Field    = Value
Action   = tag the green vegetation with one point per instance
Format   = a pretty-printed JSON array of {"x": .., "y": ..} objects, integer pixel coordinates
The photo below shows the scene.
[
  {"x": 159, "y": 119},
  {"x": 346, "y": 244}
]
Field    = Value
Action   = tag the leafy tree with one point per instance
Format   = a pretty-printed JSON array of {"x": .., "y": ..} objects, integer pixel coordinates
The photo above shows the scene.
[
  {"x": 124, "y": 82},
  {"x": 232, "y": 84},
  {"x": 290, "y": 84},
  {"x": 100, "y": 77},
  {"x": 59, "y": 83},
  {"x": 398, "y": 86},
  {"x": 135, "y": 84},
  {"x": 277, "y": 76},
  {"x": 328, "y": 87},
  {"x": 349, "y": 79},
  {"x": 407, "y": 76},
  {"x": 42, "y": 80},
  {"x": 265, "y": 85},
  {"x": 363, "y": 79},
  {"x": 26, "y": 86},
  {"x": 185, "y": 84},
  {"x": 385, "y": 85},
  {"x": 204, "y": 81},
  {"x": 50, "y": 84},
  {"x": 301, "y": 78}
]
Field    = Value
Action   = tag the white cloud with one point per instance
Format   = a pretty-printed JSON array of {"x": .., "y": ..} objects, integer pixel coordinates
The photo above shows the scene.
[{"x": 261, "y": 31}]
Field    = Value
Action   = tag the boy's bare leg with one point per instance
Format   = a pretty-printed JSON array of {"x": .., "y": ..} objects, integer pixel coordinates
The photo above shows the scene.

▸ Assignment
What you should produce is an exact copy of the records above.

▸ Output
Field    = Value
Action   = tag the green vegetation with one point per instance
Format   = a pretty-printed JSON array of {"x": .., "y": ..} objects, integer pixel coordinates
The photo below shows the scene.
[
  {"x": 159, "y": 119},
  {"x": 346, "y": 244}
]
Field    = Value
Action   = tag the leafy tree with one point per instance
Format   = a pretty-printed JSON array of {"x": .., "y": ..} objects, integer pixel coordinates
The photo above shows the scene.
[
  {"x": 124, "y": 82},
  {"x": 232, "y": 84},
  {"x": 290, "y": 84},
  {"x": 100, "y": 77},
  {"x": 59, "y": 83},
  {"x": 398, "y": 86},
  {"x": 135, "y": 84},
  {"x": 277, "y": 76},
  {"x": 328, "y": 87},
  {"x": 349, "y": 79},
  {"x": 407, "y": 76},
  {"x": 42, "y": 80},
  {"x": 265, "y": 85},
  {"x": 363, "y": 79},
  {"x": 26, "y": 86},
  {"x": 185, "y": 84},
  {"x": 385, "y": 85},
  {"x": 204, "y": 81},
  {"x": 50, "y": 84},
  {"x": 301, "y": 78}
]
Field    = Value
Action   = tag the white cloud with one point per instance
Format   = a pretty-printed JSON array of {"x": .., "y": ..} objects, integer pixel coordinates
The photo above shows the scene.
[{"x": 261, "y": 31}]
Field    = Value
Action   = tag the boy's bare leg with one point per instance
Format   = a pretty-printed JSON array of {"x": .., "y": ..} objects, integer pixel coordinates
The photo above shows the scene.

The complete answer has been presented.